Starting at the line containing "Find the grassy" and ending at the last line of the records below, write out every line again with the requests unchanged. Raise both numbers in each answer coordinate pair by 37.

— start Entries supplied —

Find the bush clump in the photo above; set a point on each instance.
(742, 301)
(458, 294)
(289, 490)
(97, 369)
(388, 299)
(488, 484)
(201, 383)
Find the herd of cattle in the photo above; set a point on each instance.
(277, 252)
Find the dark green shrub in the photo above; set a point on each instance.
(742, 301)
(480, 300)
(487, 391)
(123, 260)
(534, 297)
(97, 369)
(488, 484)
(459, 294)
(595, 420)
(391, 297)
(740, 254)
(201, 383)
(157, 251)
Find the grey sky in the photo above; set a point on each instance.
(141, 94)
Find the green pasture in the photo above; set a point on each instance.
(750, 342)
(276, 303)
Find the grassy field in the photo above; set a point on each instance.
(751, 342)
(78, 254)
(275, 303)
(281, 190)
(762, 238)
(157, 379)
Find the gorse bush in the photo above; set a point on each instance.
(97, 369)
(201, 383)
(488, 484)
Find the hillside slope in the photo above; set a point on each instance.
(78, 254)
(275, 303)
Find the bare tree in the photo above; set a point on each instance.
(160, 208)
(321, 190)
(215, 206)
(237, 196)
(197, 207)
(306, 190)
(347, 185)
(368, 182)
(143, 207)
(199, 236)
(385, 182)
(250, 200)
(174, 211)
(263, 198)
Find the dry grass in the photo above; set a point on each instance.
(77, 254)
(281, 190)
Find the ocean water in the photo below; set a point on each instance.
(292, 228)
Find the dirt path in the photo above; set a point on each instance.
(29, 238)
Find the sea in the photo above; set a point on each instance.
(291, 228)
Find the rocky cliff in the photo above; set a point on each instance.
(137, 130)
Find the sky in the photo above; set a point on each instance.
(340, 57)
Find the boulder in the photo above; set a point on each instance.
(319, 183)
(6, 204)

— end Entries supplied —

- [Task output]
Find the grassy field in the photo above; set a point on each instance.
(788, 379)
(115, 291)
(312, 340)
(318, 227)
(799, 275)
(194, 416)
Find the gorse bush in the photo above; set a point on each instance.
(134, 406)
(238, 420)
(525, 521)
Find the hillside slope in the photo above; set a point on each instance.
(115, 291)
(312, 340)
Find the bare tree in the photo above; set a point on each instance.
(197, 245)
(358, 227)
(252, 243)
(274, 233)
(234, 244)
(343, 227)
(384, 222)
(405, 219)
(180, 244)
(236, 273)
(422, 219)
(287, 237)
(211, 248)
(300, 235)
Find the dry grass in the photo above; set a point on each instance.
(114, 291)
(318, 227)
Find the ocean water in the photo below; set a point on each instance.
(329, 265)
Find the dirt path in the photo above; set a point on each instance.
(66, 275)
Find the sea in the photo above; set a point on each instance.
(328, 265)
Find the rocky cliff in the photo above; set a point on each instance.
(174, 167)
Find the sky in the photo above; set a point on each instance.
(377, 94)
Find the boulder in the photo above; set a point on each instance.
(356, 220)
(43, 241)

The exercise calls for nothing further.